▸ Exercise task: Could you edit the data from the line with "of the unopened" up to and including its final line, replacing "single line" with "one line" and changing nothing else, then give back only those lines?

▸ Provided data:
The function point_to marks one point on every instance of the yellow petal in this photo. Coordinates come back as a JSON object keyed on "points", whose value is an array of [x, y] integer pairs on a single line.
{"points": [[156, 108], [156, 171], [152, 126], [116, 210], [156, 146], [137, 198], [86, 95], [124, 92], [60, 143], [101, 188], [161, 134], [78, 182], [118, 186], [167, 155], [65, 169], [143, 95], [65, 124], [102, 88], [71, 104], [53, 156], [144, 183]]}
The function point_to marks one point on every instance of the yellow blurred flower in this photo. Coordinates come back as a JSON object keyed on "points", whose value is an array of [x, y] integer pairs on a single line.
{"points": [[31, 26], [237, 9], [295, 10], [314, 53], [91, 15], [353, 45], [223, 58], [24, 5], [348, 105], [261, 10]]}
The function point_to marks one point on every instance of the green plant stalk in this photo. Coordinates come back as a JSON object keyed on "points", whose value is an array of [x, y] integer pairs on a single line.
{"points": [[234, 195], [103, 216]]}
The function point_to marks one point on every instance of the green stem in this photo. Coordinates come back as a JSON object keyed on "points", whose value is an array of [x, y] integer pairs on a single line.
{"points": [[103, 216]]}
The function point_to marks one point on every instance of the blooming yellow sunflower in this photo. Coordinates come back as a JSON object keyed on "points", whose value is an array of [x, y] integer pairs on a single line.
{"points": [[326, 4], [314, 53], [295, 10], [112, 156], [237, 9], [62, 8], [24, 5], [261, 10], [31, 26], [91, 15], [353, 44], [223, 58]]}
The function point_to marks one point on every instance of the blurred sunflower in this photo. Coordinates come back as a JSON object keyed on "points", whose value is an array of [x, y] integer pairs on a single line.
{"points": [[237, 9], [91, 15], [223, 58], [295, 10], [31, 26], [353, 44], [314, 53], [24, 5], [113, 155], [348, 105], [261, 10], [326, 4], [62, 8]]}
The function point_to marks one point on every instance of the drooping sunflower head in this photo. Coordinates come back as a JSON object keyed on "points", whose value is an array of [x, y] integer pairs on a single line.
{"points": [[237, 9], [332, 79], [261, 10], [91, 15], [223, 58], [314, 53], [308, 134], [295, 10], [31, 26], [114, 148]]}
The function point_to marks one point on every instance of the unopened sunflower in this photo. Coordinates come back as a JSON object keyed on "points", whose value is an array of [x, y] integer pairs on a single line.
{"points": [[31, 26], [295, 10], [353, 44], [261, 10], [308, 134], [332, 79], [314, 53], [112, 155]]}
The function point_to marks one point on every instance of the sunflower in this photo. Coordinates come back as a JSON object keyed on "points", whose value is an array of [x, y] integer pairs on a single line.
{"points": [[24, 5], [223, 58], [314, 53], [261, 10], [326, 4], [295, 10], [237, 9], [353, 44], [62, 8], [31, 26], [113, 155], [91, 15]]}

▸ Exercise solution:
The function point_to marks one point on every instance of the unopened sunflower in this photo. Coordinates come back as a JSON object keyed on "points", whose value is an array of [x, y] integer pairs on a one line.
{"points": [[31, 26], [295, 10], [353, 44], [261, 10], [308, 134], [332, 79], [314, 53], [112, 155]]}
The function point_to marks one point on every instance of the sunflower in this photo. Coordinates come back as a JSON object keyed on "points", whose value is an array of [x, y] integer pairs on a one line.
{"points": [[24, 5], [223, 58], [314, 53], [261, 10], [326, 4], [295, 10], [237, 9], [353, 44], [62, 8], [31, 26], [113, 155], [91, 15]]}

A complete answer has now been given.